__Your objective__. Reproduce, without any change, the passage of the text below on building keyword rules for police-killing detection that begins with the words containing "The keywords are" and ends with "appear in sample.".

__Text under study__.

• • •

In the paper of Keith et al. (2017), two lists of police- and killing-related words are used to extract the relevant mentions: 

"*These lists were semi-automatically constructed by looking up the nearest neighbors of “police” and “kill” (by cosine distance) from Google’s public release of word2vec vectors pretrained on a very large (proprietary) Google News corpus,20 and then manually excluding a small number of misspelled words or redundant capitalizations (e.g. “Police” and “police”).*" (Keith et al. p. 11)

The keywords are saved in the CSV that we have already downloaded and read in as a Pandas Dataframe. Now we will use it to create the rules. Each rule is a pair of a police and a killing word, both of these words must appear in sample.

In the first step, all possible wordpairs are created and added to a dictionary as keys. The values are their unique rule IDs.

In [12]:
def get_rule2id(keywords: pd.DataFrame) -> dict:
    
    rule2rule_id = dict({})
    rule_id = 0
    for police_word in keywords["police_words"]:
        for kill_word in keywords["kill_words"].dropna():
            rule2rule_id[f'{police_word} {kill_word}'] = rule_id
            rule_id += 1
    
    return rule2rule_id

rule2rule_id = get_rule2id(keywords)

Secondly, we create a dictionary assigning all rules to their label. There are only two classes (someone was killed by the police or was not killed by the police). Since there are no rules indicating that someone was **not** killed by the police, all rules indicate the positive class 1. Therefore, all values of the rule2label dictionary, containing the rule IDs as keys, can be set to 1.

In [13]:
rule2label = {rule_id: 1 for rule_id in rule2rule_id.values()}

Thirdly, a dictionary mapping the labels to their ID as well as a dictionary mapping the ID to the corresponding label are required. As there are only two classes, this can be done manually. 

*@Anastasiia I will need the "reversed" label_id2label dict later for my code, but I'm not sure if I'm allowed to to it like this?
And is it okay to create it manually?*

In [14]:
label2label_id ={"negative":0, "positive":1}
label_id2label = {0: "negative", 1: "positive"}

## building the T matrix

The rows of the T matrix are the rules and the columns the classes. The T matrix is one-hot encoded. (1 for a rule and its corresponding class.) It can be imported.

In [15]:
"""
mapping to t matrix 
(from TAC tutorial)
"""

def get_mapping_rules_labels_t(rule2label, num_classes):
    """ Function calculates t matrix (rules x labels) using the known correspondence of relations to decision rules """
    mapping_rules_labels_t = np.zeros([len(rule2label), num_classes])
    for rule, labels in rule2label.items():
        mapping_rules_labels_t[rule, labels] = 1
    return mapping_rules_labels_t

mapping_rules_labels_t = get_mapping_rules_labels_t(rule2label, num_classes)

## buidling the Z matrix (instances x rules)

• • •

__Data below__.

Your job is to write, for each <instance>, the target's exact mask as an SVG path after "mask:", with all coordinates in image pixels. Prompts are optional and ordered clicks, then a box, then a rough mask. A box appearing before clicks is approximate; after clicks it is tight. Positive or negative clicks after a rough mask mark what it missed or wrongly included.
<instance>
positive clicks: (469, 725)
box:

• • •

__Reply to the exercise__.
The keywords are saved in the CSV that we have already downloaded and read in as a Pandas Dataframe. Now we will use it to create the rules. Each rule is a pair of a police and a killing word, both of these words must appear in sample.